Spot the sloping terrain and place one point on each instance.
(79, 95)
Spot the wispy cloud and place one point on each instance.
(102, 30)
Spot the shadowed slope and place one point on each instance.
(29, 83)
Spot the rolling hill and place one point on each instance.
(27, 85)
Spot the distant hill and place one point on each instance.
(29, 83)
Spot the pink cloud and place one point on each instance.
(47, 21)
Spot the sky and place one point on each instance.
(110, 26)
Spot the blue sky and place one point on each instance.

O QUE FAZER
Converta em uma lista JSON de strings o trecho do material que vai da linha que contém "Spot the rolling" até o fim, com ambas as extremidades incluídas. Use um item por linha e omita as linhas em branco.

RESPOSTA ESCRITA
[
  "Spot the rolling hill and place one point on each instance.",
  "(27, 85)",
  "Spot the distant hill and place one point on each instance.",
  "(29, 83)",
  "Spot the pink cloud and place one point on each instance.",
  "(47, 21)",
  "Spot the sky and place one point on each instance.",
  "(110, 26)",
  "Spot the blue sky and place one point on each instance."
]